WRITTEN TASK =>
Substitute "Object" for each occurrence of "Target" in the records below, and reproduce everything else unchanged.

EXERCISE MATERIAL =>

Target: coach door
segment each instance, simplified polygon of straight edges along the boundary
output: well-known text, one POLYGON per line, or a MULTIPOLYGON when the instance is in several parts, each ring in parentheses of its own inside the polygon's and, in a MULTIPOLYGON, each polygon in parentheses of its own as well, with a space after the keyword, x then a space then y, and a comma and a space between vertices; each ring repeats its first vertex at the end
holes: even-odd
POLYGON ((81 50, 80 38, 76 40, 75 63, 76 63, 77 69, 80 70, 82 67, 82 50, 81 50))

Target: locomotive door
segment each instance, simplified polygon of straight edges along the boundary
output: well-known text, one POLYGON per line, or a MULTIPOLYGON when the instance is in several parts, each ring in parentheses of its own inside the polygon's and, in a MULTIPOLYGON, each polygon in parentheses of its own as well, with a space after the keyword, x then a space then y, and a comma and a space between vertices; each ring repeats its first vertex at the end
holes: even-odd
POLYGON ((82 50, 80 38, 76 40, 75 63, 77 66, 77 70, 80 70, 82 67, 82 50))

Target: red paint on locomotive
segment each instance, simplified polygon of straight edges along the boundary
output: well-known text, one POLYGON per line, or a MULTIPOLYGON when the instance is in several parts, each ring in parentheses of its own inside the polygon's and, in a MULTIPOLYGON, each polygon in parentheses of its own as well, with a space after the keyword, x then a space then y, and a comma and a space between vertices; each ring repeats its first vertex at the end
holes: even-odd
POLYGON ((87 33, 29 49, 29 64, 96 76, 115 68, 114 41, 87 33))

SOLUTION TO THIS TASK =>
Object: coach door
segment each instance, simplified polygon of straight edges along the boundary
output: well-known text, one POLYGON per line, or a MULTIPOLYGON when the instance is in several parts, each ring in parentheses of its own inside the polygon's and, in a MULTIPOLYGON, each polygon in parentheses of its own as well, with a space after the keyword, x then a space then y, and a comma and a space between vertices; each ring repeats its first vertex at the end
holes: even-odd
POLYGON ((81 50, 80 38, 76 40, 75 63, 76 63, 77 69, 80 70, 82 67, 82 50, 81 50))

Object: locomotive door
segment each instance, simplified polygon of straight edges along the boundary
output: well-known text, one POLYGON per line, or a MULTIPOLYGON when the instance is in several parts, each ring in parentheses of its own inside the polygon's and, in a MULTIPOLYGON, each polygon in parentheses of its own as well, with a space after the keyword, x then a space then y, and a comma and a space between vertices; each ring repeats its first vertex at the end
holes: even-odd
POLYGON ((82 50, 80 38, 76 40, 75 63, 77 66, 77 70, 80 70, 82 67, 82 50))

Object: red paint on locomotive
segment each instance, simplified polygon of straight edges along the boundary
output: well-known text, one POLYGON per line, or a MULTIPOLYGON when the instance is in several parts, each ring in parentheses of its own inside the polygon's and, in a MULTIPOLYGON, each polygon in parentheses of its own as well, with a space after the keyword, x then a space then y, and a comma and a space between vertices; each ring repeats its first vertex at the end
holes: even-odd
POLYGON ((87 33, 29 49, 29 64, 96 76, 115 68, 114 41, 87 33))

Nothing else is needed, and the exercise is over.